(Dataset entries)
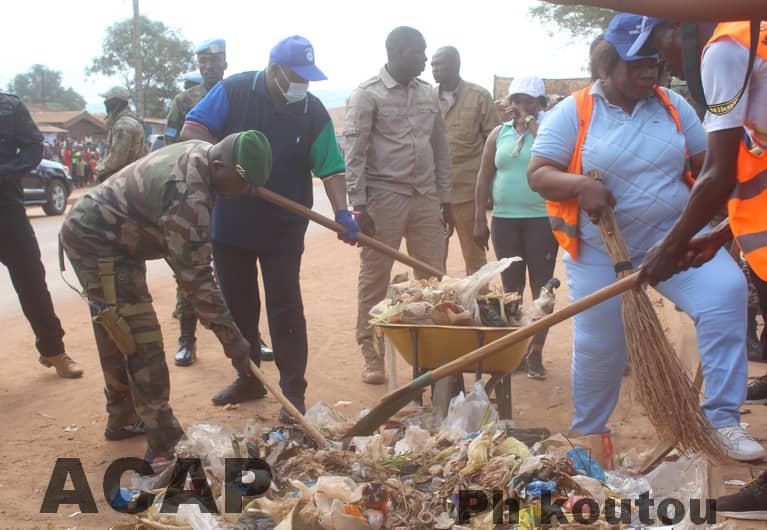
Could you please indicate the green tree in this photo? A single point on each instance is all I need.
(579, 22)
(42, 86)
(166, 55)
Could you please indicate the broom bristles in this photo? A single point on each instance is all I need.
(661, 383)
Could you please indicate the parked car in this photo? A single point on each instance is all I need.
(156, 141)
(48, 186)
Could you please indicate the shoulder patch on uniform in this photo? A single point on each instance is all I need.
(369, 82)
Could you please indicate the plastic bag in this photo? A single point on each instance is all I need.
(198, 520)
(326, 417)
(467, 414)
(687, 478)
(211, 443)
(371, 446)
(416, 440)
(583, 462)
(468, 288)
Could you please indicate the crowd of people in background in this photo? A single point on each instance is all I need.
(80, 157)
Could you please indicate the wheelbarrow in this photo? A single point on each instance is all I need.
(426, 347)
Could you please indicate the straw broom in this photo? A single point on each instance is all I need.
(660, 381)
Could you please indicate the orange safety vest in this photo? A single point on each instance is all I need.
(747, 205)
(563, 215)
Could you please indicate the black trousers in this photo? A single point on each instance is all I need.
(21, 254)
(530, 239)
(237, 275)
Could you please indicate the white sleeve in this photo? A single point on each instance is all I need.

#### [Try it]
The answer should consist of the lines from the one with "Could you please indicate the orange" through the last line of the entries, duplicated exactly and nothing more.

#### [Your solution]
Could you please indicate the orange safety vest in this photo? A single point on each instance is all I need.
(747, 205)
(563, 215)
Could you please indicate the black trousers in this photo? A single point on each instance is all I need.
(21, 254)
(530, 239)
(237, 275)
Could you please indicate the white sleeve in this photo? A single point on each instance is all I need.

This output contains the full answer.